Basaltic lava rocks brought back from the moon have shown surprisingly high concentrations of titanium. In addition to this, satellite observations have revealed that titanium-rich volcanic rocks are primarily located at the lunar nearside. This left scientists scratching their heads about how these particular rocks got there and aren't more widely dispersed.

The University of Arizona team suggests the moon formed rapidly, leaving it entirely covered with a hot magma ocean at first. As this ocean cooled and hardened, it would have formed the outer layers of the moon, including its mantle and crust. Yet, at lower layers, the infant moon would have still been in turmoil.

Models of moon formation suggest the last remains of this giant lunar ocean crystallized into dense materials including ilmenite, a mineral rich in iron and titanium.

"Because these heavy minerals are denser than the mantle underneath, they create a gravitational instability, and you would expect this layer to sink deeper into the moon's interior," said research leader and former LPL doctoral candidate Weigang Liang, said.

(Left) a "traditional" lunar view (center) mare region is surrounded by a polygonal pattern of linear gravity anomalies (right) blue patches indicate vestiges of dense material that sank into the interior of the moon. (Image credit: Adrien Broquet/University of Arizona)

Questions remain: Would this material sink all at once as a single "blob" after the moon solidified, or a little at a time as smaller blobs? And, if it sank within the interior of the moon on a global scale, how did some of it rise to carry titanium to the moon's nearside?

"Without evidence, you can pick your favorite model," researcher co-lead author and German Aerospace Center scientist Adrien Broquet said in the statement. "Each model holds profound implications for the geologic evolution of our moon."

Co-author and Peking University scientist Nan Zhang previously developed models that suggested a giant impact on the moon could have caused a dense layer of titanium-rich material beneath the crust to shift to its nearside. Once there, this material would have sunk, formed sheet-like slabs and cascaded to the interior of the moon, leaving a remnant beneath the crust in the form of intersecting bodies of dense titanium-rich deposits.

"When we saw those model predictions, it was like a lightbulb went on," Andrews-Hanna said. "We see the exact same pattern when we look at subtle variations in the moon's gravity field, revealing a network of dense material lurking below the crust."

The GRAIL of moon formation models

To solidify its molten theories of titanium-rich ilmenite material and observations of the moon, the team turned to data surrounding lunar gravity anomalies detected by NASA's Gravity Recovery and Interior Laboratory (GRAIL) dual-spacecraft mission.

"Analyzing these variations in the moon's gravity field allowed us to peek under the moon's surface and see what lies beneath," Broque said.

This confirmed that GRAIL data conforms with ilmenite layer simulations.

Such confirmation also showed that gravity-field observations could be used to trace the distribution of ilmenite remnants left behind after a majority of the dense layer had sunk to the deep interior of the moon.

"Our analyses show that the models and data tell one remarkably consistent story," Liang said. "Ilmenite materials migrated to the nearside and sunk into the interior in sheet-like cascades, leaving behind a vestige that causes anomalies in the moon's gravity field, as seen by GRAIL."

» **Data extract**:
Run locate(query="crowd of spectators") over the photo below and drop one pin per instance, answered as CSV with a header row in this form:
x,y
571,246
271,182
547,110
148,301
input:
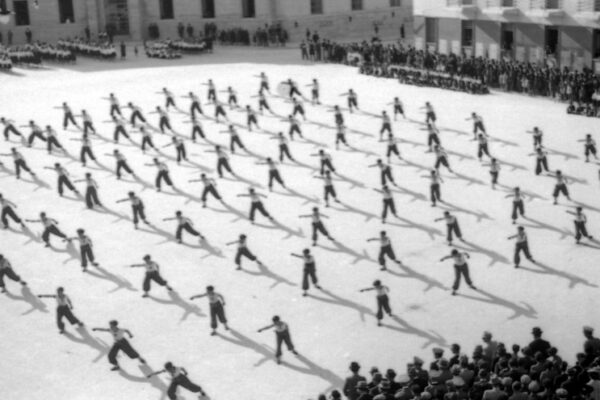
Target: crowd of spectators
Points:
x,y
5,61
582,88
493,372
103,50
268,35
161,50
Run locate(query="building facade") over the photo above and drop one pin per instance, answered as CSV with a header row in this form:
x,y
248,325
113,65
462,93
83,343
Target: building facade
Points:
x,y
352,19
560,32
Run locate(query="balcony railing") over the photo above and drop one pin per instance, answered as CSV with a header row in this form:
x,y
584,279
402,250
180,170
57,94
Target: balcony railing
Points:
x,y
460,3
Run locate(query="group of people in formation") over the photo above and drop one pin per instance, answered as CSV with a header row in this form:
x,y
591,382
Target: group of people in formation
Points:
x,y
138,123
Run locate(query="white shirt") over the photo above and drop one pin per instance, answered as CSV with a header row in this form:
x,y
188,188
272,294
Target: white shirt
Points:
x,y
459,259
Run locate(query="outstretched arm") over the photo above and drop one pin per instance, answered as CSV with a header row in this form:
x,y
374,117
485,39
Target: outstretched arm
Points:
x,y
156,373
266,327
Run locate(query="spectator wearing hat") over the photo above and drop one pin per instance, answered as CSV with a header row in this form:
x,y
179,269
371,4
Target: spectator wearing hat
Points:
x,y
374,384
456,380
350,386
496,392
594,383
383,391
481,385
421,376
455,359
438,353
518,393
591,346
526,360
539,366
390,375
466,371
539,344
363,391
489,349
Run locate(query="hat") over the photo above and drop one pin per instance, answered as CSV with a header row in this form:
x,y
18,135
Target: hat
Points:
x,y
402,379
525,379
434,377
457,381
560,392
534,386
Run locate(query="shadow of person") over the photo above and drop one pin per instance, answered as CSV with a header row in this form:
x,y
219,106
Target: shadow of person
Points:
x,y
176,300
263,270
211,250
536,224
340,301
278,225
518,310
431,337
480,215
348,208
415,195
547,270
431,232
341,248
119,281
25,231
294,193
239,339
411,273
70,250
87,339
494,256
28,297
155,383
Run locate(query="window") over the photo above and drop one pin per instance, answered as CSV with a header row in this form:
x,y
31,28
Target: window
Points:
x,y
117,14
431,25
66,11
248,9
21,10
356,5
166,9
208,8
316,6
467,33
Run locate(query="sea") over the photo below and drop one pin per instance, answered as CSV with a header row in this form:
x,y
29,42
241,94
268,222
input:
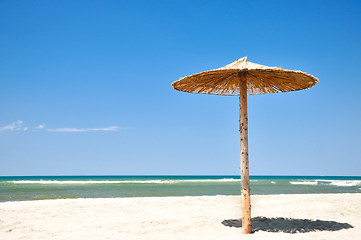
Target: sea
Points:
x,y
65,187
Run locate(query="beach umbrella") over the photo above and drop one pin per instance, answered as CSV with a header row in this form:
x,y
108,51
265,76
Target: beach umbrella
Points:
x,y
242,78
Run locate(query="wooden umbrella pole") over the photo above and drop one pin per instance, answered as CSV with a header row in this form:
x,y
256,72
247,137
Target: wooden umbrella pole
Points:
x,y
243,129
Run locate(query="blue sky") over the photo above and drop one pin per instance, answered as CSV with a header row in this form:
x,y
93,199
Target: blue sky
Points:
x,y
86,87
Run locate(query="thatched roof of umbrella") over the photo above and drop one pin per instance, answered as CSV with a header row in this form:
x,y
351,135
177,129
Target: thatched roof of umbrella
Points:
x,y
260,79
242,78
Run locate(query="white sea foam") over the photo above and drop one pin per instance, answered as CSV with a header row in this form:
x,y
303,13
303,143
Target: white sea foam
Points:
x,y
342,183
125,181
305,183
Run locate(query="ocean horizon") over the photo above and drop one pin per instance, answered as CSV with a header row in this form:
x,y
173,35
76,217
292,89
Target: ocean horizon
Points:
x,y
22,188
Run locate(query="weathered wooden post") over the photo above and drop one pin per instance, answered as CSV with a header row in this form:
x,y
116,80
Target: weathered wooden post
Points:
x,y
243,130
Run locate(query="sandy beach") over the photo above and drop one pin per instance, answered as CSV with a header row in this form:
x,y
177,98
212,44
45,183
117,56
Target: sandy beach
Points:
x,y
183,218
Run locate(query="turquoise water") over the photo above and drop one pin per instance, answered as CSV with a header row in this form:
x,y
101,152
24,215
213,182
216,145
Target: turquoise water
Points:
x,y
58,187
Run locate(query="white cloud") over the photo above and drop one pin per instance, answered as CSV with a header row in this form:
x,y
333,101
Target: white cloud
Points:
x,y
112,128
15,126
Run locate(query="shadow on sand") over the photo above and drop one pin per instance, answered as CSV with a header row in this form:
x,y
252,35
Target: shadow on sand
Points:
x,y
288,225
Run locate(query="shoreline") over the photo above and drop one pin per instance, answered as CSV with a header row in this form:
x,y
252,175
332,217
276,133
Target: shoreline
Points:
x,y
184,217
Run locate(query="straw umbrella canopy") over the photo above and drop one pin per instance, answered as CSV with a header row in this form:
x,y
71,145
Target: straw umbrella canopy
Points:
x,y
242,78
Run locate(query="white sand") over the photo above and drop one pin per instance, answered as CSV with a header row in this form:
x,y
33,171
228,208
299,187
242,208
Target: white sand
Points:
x,y
173,217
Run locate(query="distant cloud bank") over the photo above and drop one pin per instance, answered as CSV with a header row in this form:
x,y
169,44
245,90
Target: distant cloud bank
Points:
x,y
15,126
112,128
18,126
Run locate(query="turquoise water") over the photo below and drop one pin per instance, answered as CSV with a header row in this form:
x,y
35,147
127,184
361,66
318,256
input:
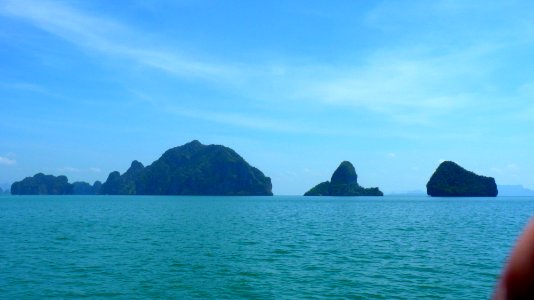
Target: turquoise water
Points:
x,y
255,247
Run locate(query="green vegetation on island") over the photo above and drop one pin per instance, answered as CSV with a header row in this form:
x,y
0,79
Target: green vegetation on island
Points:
x,y
191,169
344,182
451,180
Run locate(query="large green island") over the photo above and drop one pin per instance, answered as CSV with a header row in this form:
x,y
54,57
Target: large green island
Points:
x,y
190,169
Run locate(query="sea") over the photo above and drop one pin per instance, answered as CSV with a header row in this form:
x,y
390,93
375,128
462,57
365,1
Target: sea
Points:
x,y
281,247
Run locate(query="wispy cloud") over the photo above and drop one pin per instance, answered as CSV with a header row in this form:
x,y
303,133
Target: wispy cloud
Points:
x,y
108,37
414,83
7,161
69,169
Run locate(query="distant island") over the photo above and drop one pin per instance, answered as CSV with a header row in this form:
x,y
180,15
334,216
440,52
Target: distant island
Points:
x,y
41,184
514,191
451,180
190,169
344,182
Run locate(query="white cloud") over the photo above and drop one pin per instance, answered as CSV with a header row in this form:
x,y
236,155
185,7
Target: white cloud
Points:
x,y
7,161
69,169
109,37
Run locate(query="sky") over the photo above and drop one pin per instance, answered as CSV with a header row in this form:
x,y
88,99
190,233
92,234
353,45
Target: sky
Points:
x,y
295,87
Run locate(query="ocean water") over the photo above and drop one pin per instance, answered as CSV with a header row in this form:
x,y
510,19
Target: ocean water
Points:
x,y
280,247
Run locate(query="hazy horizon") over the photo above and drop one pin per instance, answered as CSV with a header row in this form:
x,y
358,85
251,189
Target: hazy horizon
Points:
x,y
294,88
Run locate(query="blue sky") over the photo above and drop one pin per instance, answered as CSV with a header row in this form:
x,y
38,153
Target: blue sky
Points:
x,y
295,87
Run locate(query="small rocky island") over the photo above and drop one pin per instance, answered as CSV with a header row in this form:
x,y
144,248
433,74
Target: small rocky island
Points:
x,y
451,180
191,169
41,184
344,182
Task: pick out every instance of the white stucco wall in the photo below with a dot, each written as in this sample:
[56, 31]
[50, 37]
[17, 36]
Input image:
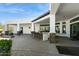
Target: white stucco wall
[26, 29]
[67, 29]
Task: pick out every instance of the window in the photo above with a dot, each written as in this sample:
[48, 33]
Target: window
[57, 29]
[64, 29]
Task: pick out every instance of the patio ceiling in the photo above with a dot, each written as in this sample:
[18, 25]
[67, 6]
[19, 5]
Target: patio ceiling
[67, 10]
[45, 21]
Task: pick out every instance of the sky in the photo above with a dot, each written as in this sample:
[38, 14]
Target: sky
[27, 11]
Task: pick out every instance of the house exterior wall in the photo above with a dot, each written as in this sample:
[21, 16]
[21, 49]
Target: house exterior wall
[37, 27]
[67, 34]
[14, 28]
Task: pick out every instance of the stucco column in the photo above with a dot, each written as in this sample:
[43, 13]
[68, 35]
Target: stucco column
[52, 23]
[18, 27]
[6, 27]
[37, 27]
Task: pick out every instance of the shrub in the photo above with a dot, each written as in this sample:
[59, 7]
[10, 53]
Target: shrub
[5, 47]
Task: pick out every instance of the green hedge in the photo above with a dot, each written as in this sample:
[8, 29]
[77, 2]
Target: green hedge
[5, 47]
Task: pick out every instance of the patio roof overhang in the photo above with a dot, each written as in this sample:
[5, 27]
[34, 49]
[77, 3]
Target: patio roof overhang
[43, 19]
[67, 11]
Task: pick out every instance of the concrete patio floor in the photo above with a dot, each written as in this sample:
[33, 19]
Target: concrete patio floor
[25, 45]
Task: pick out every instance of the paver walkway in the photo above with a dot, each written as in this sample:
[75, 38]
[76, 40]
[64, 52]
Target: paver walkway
[25, 45]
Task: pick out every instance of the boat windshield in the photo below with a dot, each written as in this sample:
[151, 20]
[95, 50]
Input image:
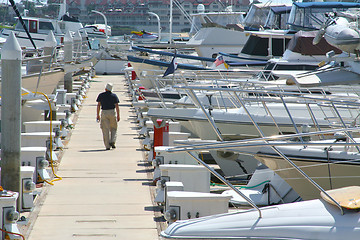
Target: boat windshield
[311, 15]
[19, 26]
[256, 16]
[215, 19]
[46, 26]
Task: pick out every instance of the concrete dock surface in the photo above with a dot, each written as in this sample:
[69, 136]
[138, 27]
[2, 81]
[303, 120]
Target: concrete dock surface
[102, 194]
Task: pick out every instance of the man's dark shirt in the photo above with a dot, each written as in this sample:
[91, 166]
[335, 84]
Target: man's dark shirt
[107, 100]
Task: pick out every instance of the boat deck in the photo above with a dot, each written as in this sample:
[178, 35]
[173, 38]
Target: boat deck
[102, 194]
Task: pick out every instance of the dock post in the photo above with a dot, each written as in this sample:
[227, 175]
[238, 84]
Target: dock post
[77, 45]
[68, 58]
[85, 43]
[68, 48]
[11, 55]
[49, 47]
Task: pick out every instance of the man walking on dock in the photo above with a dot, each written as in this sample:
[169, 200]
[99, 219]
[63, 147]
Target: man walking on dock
[108, 102]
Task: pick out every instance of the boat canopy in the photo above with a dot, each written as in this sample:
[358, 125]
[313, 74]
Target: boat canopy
[212, 19]
[278, 17]
[311, 15]
[302, 43]
[258, 46]
[36, 25]
[258, 15]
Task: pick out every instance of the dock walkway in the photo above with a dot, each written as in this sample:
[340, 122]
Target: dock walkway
[102, 194]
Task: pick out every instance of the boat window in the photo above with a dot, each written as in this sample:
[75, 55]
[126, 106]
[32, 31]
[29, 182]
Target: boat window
[46, 26]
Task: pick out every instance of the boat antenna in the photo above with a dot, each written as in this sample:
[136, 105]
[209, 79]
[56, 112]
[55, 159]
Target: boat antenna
[22, 22]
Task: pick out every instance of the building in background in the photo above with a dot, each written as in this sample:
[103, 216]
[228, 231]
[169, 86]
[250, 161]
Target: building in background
[125, 16]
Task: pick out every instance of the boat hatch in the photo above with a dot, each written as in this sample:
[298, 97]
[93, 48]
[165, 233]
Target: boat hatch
[347, 197]
[45, 27]
[33, 26]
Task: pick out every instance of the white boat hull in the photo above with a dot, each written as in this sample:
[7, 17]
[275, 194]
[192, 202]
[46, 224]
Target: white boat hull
[312, 220]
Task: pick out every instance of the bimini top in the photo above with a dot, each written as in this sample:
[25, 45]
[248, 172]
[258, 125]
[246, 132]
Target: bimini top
[311, 15]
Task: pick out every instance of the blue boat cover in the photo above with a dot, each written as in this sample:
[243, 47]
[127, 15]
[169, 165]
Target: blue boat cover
[327, 4]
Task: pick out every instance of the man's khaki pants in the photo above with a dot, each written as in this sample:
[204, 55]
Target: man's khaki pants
[108, 125]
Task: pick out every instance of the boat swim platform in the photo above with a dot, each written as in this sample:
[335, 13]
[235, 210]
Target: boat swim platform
[102, 194]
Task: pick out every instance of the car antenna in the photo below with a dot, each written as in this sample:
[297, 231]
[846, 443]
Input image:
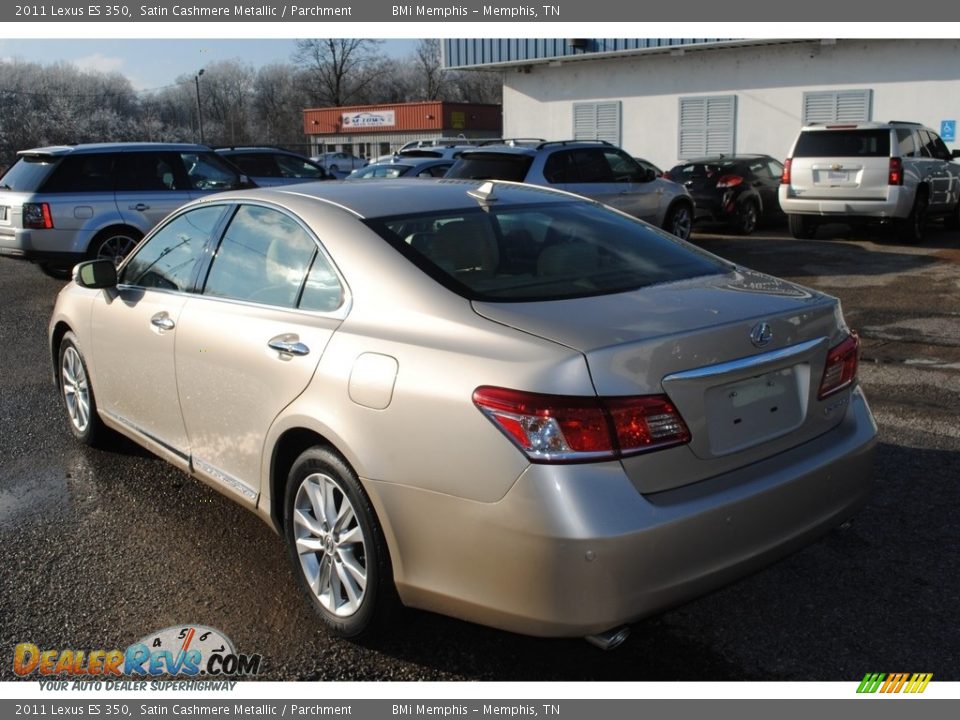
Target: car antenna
[484, 193]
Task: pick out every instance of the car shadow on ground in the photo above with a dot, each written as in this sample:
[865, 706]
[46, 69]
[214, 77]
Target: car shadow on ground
[779, 254]
[829, 603]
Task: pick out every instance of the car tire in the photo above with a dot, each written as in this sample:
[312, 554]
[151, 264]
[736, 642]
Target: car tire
[952, 221]
[679, 221]
[802, 227]
[748, 217]
[912, 228]
[114, 244]
[57, 272]
[76, 391]
[337, 546]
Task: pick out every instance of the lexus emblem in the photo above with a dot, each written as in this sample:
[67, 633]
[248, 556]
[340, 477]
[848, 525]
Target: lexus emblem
[761, 334]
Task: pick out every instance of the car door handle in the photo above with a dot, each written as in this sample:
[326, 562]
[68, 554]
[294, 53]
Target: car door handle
[163, 321]
[288, 344]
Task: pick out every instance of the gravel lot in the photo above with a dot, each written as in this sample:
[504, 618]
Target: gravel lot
[101, 548]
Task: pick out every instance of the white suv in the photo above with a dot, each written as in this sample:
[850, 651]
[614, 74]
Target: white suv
[899, 172]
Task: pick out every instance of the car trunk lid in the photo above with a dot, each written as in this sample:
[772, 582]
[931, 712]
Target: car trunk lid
[740, 355]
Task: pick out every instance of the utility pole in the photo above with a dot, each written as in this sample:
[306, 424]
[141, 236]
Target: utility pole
[196, 79]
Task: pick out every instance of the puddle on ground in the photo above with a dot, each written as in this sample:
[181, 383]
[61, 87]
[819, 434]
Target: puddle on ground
[31, 487]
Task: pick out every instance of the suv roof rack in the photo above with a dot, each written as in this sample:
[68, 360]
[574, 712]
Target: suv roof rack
[547, 143]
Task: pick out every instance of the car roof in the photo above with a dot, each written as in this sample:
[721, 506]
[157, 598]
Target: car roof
[112, 147]
[727, 158]
[389, 197]
[872, 125]
[238, 150]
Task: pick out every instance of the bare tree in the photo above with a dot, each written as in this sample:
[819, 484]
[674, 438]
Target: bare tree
[338, 71]
[427, 63]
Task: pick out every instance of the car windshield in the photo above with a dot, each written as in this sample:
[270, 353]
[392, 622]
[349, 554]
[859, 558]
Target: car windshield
[28, 173]
[491, 166]
[542, 252]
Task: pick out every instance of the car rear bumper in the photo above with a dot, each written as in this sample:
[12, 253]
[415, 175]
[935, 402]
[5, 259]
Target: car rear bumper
[897, 204]
[43, 247]
[576, 549]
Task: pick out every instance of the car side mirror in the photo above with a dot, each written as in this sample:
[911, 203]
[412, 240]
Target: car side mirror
[96, 274]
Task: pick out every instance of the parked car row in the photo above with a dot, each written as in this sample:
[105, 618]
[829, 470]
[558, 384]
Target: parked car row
[63, 204]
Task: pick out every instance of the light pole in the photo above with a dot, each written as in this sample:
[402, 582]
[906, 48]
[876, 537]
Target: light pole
[196, 79]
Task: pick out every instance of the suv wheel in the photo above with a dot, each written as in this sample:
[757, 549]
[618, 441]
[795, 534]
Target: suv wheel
[802, 227]
[912, 228]
[114, 244]
[748, 215]
[952, 221]
[679, 221]
[336, 545]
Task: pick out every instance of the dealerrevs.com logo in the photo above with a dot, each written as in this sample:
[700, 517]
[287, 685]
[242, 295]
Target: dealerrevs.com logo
[887, 683]
[180, 650]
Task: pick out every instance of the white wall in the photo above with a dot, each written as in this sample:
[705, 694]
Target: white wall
[915, 80]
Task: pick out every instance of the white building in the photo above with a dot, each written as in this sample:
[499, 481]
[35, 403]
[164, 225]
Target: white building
[668, 100]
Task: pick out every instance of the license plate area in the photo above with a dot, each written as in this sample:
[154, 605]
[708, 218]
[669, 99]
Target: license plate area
[753, 411]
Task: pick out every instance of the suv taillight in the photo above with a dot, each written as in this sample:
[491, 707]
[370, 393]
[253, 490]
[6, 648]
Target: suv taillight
[841, 368]
[564, 429]
[785, 178]
[729, 181]
[895, 175]
[37, 216]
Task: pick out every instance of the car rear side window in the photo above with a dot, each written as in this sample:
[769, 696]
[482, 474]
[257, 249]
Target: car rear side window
[28, 173]
[150, 171]
[83, 173]
[543, 252]
[263, 257]
[843, 143]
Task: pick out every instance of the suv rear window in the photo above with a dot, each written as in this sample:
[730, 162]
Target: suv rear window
[843, 143]
[28, 173]
[491, 166]
[542, 252]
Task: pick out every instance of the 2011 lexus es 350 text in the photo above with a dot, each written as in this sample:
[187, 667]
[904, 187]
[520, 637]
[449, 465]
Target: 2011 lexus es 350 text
[499, 402]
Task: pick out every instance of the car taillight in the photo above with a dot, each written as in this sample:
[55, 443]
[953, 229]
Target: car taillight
[729, 181]
[895, 175]
[37, 216]
[559, 428]
[841, 368]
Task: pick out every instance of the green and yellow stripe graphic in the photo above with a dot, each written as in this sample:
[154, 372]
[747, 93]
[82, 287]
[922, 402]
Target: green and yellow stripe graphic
[894, 682]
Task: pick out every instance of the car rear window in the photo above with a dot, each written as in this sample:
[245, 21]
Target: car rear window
[843, 143]
[542, 252]
[491, 166]
[28, 173]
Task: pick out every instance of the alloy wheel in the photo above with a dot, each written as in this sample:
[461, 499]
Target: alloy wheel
[330, 544]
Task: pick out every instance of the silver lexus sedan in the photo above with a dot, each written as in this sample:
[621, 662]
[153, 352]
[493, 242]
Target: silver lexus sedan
[504, 403]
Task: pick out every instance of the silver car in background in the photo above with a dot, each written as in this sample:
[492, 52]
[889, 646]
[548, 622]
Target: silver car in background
[592, 168]
[495, 401]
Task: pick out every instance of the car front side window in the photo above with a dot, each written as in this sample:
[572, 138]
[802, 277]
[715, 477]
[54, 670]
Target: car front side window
[168, 259]
[263, 257]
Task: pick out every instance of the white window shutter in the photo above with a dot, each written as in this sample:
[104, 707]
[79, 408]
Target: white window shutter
[837, 106]
[707, 126]
[597, 121]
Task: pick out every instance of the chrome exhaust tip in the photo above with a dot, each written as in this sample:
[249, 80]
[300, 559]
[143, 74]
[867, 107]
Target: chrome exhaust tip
[610, 639]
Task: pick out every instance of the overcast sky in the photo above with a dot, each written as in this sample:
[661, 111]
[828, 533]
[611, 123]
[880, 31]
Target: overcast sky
[152, 64]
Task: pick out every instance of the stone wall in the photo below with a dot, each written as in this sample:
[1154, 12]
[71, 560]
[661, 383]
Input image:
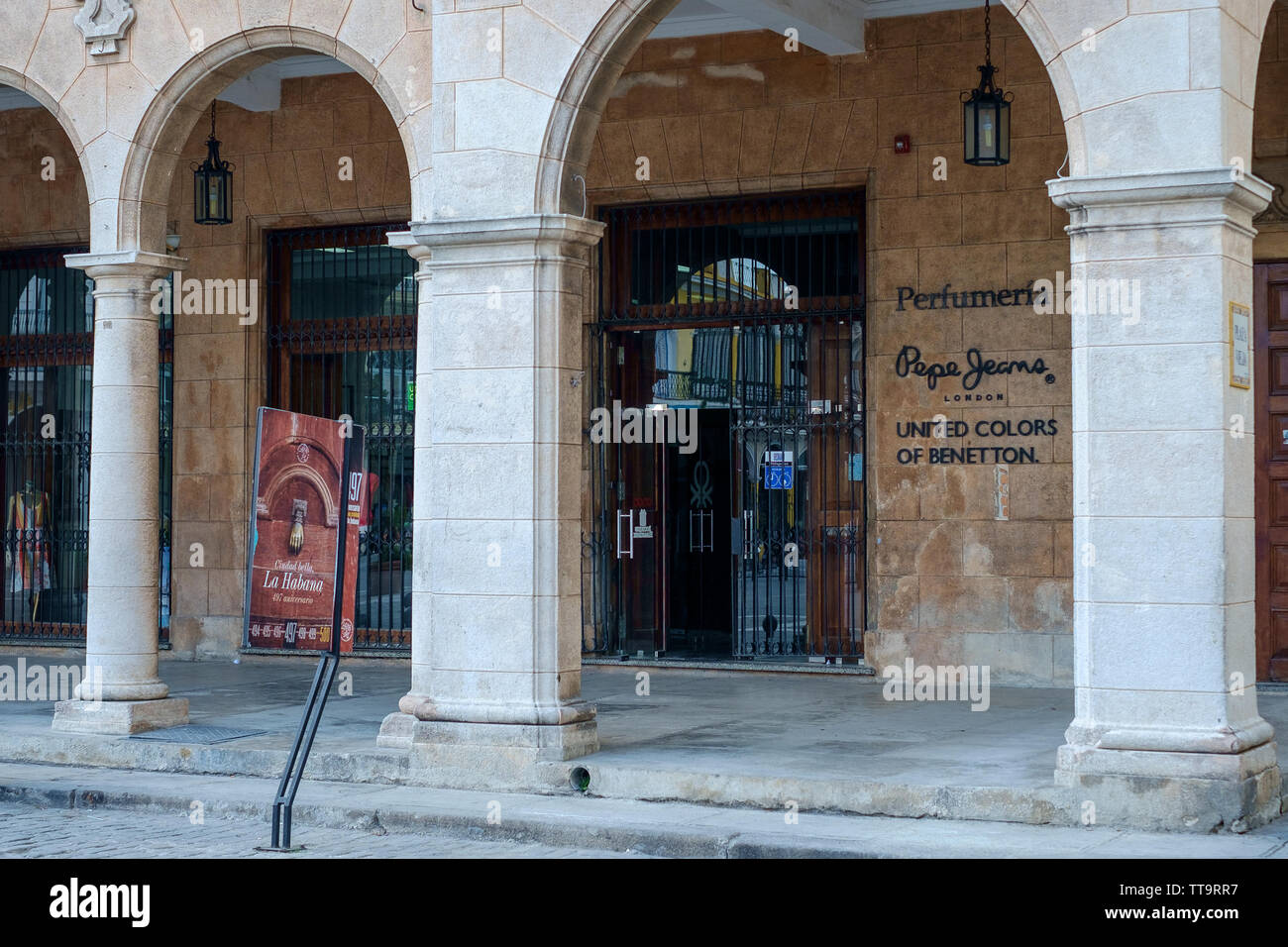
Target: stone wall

» **Problem to solve**:
In the text about lunar titanium, render the sentence "As this ocean cooled and hardened, it would have formed the outer layers of the moon, including its mantle and crust." in French.

» **The solution**:
En refroidissant et en se solidifiant, cet océan aurait formé les couches externes de la Lune, y compris son manteau et sa croûte.